### Exercise instructions
1. In the KIP-240 thread, where did Steven suggest moving the reassignment state?
2. In the KIP-240 thread, copy the part that starts with "when you were" and ends with "discussed in KIP-240.", changing "subscribe" to "listen".

>> BEGIN Reading text

Re: [DISCUSS] KIP-240: AdminClient.listReassignments AdminClient.describeReassignments

2017-12-19 Thread Steven Aerts
Hello Tom,


when you were working out KIP-236, did you consider migrating the reassignment
state from zookeeper to an internal kafka topic, keyed by partition
and log compacted?

It would allow an admin client and controller to easily subscribe for
those changes,
without the need to extend the network protocol as discussed in KIP-240.

This is just a theoretical idea I wanted to share, as I can't find a
reason why it would
be a stupid idea.
But I assume that in practice, this will imply too much change to the
code base to be
viable.


Regards,


   Steven


2017-12-18 11:49 GMT+01:00 Tom Bentley :
> Hi Steven,
>
> I think it would be useful to be able to subscribe yourself on updates of
>> reassignment changes.
>
>
> I agree this would be really useful, but, to the extent I understand the
> networking underpinnings of the admin client, it might be difficult to do
> well in practice. Part of the problem is that you might "set a watch" (to
> borrow the ZK terminology) via one broker (or the controller), only for
> that broker to fail (or the controller be re-elected). Obviously you can
> detect the loss of connection and set a new watch via a different broker
> (or the new controller), but that couldn't be transparent to the user,
> because the AdminClient doesn't know what changed while it was
> disconnected/not watching.

>> END Reading text
>> BEGIN Dataset extract

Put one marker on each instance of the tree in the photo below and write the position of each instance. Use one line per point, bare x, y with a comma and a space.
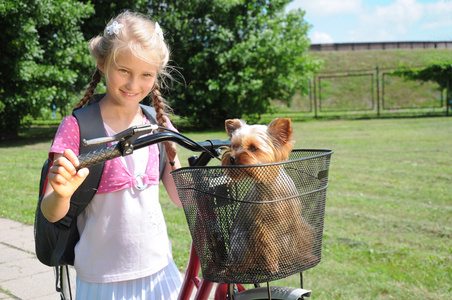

>> END Dataset extract

### Answers for the tasks
1. To an internal Kafka topic, keyed by partition and log compacted.

2.
when you were working out KIP-236, did you consider migrating the reassignment
state from zookeeper to an internal kafka topic, keyed by partition
and log compacted?

It would allow an admin client and controller to easily listen for
those changes,
without the need to extend the network protocol as discussed in KIP-240.